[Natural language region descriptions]
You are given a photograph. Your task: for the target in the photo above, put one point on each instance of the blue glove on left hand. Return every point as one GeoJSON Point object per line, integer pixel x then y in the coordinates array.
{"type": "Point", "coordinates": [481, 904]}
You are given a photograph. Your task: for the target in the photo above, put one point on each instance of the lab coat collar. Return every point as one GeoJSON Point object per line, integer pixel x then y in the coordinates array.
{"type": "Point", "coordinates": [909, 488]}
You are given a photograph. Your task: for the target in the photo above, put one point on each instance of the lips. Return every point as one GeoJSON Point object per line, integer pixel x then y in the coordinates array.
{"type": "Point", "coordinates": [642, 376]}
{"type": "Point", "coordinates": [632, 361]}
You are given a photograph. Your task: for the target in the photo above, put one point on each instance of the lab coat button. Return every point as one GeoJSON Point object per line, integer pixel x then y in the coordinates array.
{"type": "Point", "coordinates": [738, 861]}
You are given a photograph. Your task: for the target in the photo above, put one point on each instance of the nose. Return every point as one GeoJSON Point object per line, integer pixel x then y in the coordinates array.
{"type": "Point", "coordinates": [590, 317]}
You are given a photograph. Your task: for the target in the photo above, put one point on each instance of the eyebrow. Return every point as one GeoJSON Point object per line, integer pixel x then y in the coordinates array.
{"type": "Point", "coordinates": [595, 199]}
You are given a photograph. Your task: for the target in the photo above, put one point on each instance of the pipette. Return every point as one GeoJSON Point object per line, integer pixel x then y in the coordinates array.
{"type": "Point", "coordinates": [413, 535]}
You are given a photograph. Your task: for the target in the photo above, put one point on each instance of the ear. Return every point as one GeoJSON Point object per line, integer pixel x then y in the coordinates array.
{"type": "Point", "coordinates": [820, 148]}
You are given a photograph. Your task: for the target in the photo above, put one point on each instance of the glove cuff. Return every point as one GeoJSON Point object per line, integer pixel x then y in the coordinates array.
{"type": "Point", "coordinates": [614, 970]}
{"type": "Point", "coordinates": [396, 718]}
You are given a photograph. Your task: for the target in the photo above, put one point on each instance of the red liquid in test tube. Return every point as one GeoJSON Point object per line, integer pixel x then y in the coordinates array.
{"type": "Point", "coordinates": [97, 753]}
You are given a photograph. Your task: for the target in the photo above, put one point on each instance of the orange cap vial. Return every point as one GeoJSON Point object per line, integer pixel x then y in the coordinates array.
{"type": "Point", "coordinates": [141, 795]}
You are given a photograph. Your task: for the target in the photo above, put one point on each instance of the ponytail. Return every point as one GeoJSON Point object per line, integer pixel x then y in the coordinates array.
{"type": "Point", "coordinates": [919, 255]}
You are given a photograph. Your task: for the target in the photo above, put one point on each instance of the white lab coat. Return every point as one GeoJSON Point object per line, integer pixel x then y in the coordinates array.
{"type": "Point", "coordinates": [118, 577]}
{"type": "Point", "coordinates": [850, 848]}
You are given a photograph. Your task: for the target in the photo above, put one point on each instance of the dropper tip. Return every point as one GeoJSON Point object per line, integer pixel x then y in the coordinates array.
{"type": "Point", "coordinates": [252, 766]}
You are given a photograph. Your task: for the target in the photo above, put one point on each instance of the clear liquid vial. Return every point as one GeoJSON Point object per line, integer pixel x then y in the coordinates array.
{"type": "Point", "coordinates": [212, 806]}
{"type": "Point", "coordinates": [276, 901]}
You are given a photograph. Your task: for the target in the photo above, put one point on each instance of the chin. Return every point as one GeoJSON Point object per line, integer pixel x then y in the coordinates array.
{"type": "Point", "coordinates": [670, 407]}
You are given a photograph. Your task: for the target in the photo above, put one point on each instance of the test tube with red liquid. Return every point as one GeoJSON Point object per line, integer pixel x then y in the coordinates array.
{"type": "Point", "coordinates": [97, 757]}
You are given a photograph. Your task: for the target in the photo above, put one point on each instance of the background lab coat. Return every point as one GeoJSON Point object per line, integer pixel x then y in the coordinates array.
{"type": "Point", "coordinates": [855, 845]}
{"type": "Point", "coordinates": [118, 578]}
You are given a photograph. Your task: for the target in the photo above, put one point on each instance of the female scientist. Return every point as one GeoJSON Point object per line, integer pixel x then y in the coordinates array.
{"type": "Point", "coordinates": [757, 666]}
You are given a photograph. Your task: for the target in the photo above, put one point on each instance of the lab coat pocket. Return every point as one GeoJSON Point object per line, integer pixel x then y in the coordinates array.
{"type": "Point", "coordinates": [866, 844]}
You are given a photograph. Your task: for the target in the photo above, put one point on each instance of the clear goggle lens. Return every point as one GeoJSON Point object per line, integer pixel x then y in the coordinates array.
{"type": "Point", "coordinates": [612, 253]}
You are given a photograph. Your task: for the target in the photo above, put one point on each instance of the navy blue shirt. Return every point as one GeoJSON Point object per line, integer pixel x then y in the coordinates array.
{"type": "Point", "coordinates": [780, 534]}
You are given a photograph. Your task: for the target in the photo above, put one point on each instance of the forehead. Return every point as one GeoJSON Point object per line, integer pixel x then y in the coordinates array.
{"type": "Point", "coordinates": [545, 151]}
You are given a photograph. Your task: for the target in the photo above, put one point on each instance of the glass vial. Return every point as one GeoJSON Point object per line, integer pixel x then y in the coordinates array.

- Problem -
Return every record above. Copy each one exactly.

- Task output -
You are given a photograph. Your task: for the target in the photo above, put one point on each instance of the blue glove on left hand. Return every point as one GeoJSON Point object per line, integer pixel x then y in the coordinates array.
{"type": "Point", "coordinates": [481, 904]}
You are given a photograph. Your task: for the target in the photo above, put one point on each instance of the lab coat collar. Return every point as one GeoJSON Point object per line, integer pixel x then y in the coordinates array.
{"type": "Point", "coordinates": [909, 488]}
You are given a photograph. Your task: for the target in the photo above, put one point on each instance of the lips. Return every point as one GeoJSON Point object per line, integer pixel x then y in the coordinates array.
{"type": "Point", "coordinates": [642, 376]}
{"type": "Point", "coordinates": [632, 361]}
You are given a photograph. Your task: for the target in the photo above, put one point on each instance of the lab coat button. Return every point as one GeoJSON Point object per line, integer pixel x then y in the coordinates array.
{"type": "Point", "coordinates": [738, 861]}
You are given a photograph. Your task: for the target in the photo above, put one point on each instance of the nose. Return every point as one GeoJSON Point object per line, integer pixel x then y in the coordinates array.
{"type": "Point", "coordinates": [590, 317]}
You are given a photograph. Your task: for the target in the photo above, put one point on each instance of the eyebrow. Return every point as one GeoJSON Point object per line, integer pixel x then y in the coordinates array.
{"type": "Point", "coordinates": [595, 199]}
You are given a photograph. Your task: for the target in the photo above, put one point on each instance of the pipette. Return every point as one GeoJSON Point object per line, integer pixel x then y in the coordinates array.
{"type": "Point", "coordinates": [413, 535]}
You are given a photograph. Your task: for the target in the photo above, put one point on each instance of the ear. Return every point as one GeoJSON Point object per line, integer pixel x then y in the coordinates array.
{"type": "Point", "coordinates": [820, 148]}
You are given a photograph. Your task: for the target in the photo above, put one point on each instance of the glove cuff. Return every point as one GeoJSON Point object per line, integer pixel x then y in the coordinates array.
{"type": "Point", "coordinates": [614, 970]}
{"type": "Point", "coordinates": [396, 718]}
You are given a photograph. Your task: for the target in the photo above, put one point on each instance of the red liquid in test tube. Return every point as one GeoJSON Point object per line, integer pixel x then y in the coordinates array.
{"type": "Point", "coordinates": [97, 753]}
You are given a photograph. Your task: for the target in the photo above, put one point on each instance of the orange cap vial. Return every point as one GeoJSON Point object per line, integer pixel x then y in the coordinates array.
{"type": "Point", "coordinates": [141, 795]}
You are given a photograph. Your task: for the target in the photo above, put one point on each instance of the ponytail. Return every point as one GeoJSON Point object per line, integer pixel x then y in the coordinates array.
{"type": "Point", "coordinates": [919, 255]}
You are given a photograph. Your task: for the target in the photo above, put one point on each instance of the white lab coat. Return every point as one GeoJSON Point object per line, integer pixel x then y in the coordinates array.
{"type": "Point", "coordinates": [118, 577]}
{"type": "Point", "coordinates": [850, 848]}
You are given a photograph. Your task: for the target in the photo above, put one point on each instance of the dropper tip. Return every point as one GeoJSON Point object per line, integer pixel x then y in the coordinates array.
{"type": "Point", "coordinates": [252, 766]}
You are given a photograph. Your task: for the target in the photo above, put one point on each instance of the clear liquid vial. Return every point as one GeoJSON Point object per line, integer pixel x then y in the coordinates array.
{"type": "Point", "coordinates": [212, 806]}
{"type": "Point", "coordinates": [276, 901]}
You are given a photograph. Your task: for the target in the photo above, put one point on each instance of the chin. Return every point as one GeoJSON Point object per line, integer pixel x then y in the coordinates array.
{"type": "Point", "coordinates": [670, 407]}
You are given a photograph. Your task: for the target in the photo above, put one point on each instance of the test tube with red liquid. Return every point as one GeoJSON Point object per line, integer pixel x then y in the coordinates array.
{"type": "Point", "coordinates": [97, 757]}
You are given a photograph. Your task: for the target in the photo above, put one point on each instance of the background lab coat. Return every point as one GeoJSON Point object per line, integer pixel x then y in the coordinates array.
{"type": "Point", "coordinates": [855, 845]}
{"type": "Point", "coordinates": [118, 578]}
You are given a photograph. Your task: for the target in the photo above, put one point on each instance of the female scientist. Return every point as one GeoJSON Point object per line, integer pixel x then y in the coordinates array.
{"type": "Point", "coordinates": [757, 666]}
You are given a photograph. Your task: for the target in the photo above, put one point on each instance of the lab coat pocket. Return every point as one GeoJSON Point object per line, integer pixel x then y in the coordinates array.
{"type": "Point", "coordinates": [866, 844]}
You are given a photograph. Your task: for the target in the photo above, put one point on each instance of the clear goggle lens. Return every point as one GeoJSON Point object per line, integer pixel x then y in the coordinates array.
{"type": "Point", "coordinates": [612, 253]}
You are given a photograph. Your task: for the target in the photo above, put one point on each instance of the navy blue shirt. Return every point as one GeoJSON Point object per line, integer pixel x then y in the coordinates array.
{"type": "Point", "coordinates": [780, 534]}
You are given a photograph. Your task: for the target in the photo above, put one point on each instance of the forehead. Return every point as one GeoJSON Point object per line, integer pixel x then y in the coordinates array.
{"type": "Point", "coordinates": [545, 151]}
You are given a photograph. Your task: for the target in the photo above, put one point on each instance of the glass vial. Return every point as one GeoJSON Point object per line, integer pixel x then y in the coordinates array.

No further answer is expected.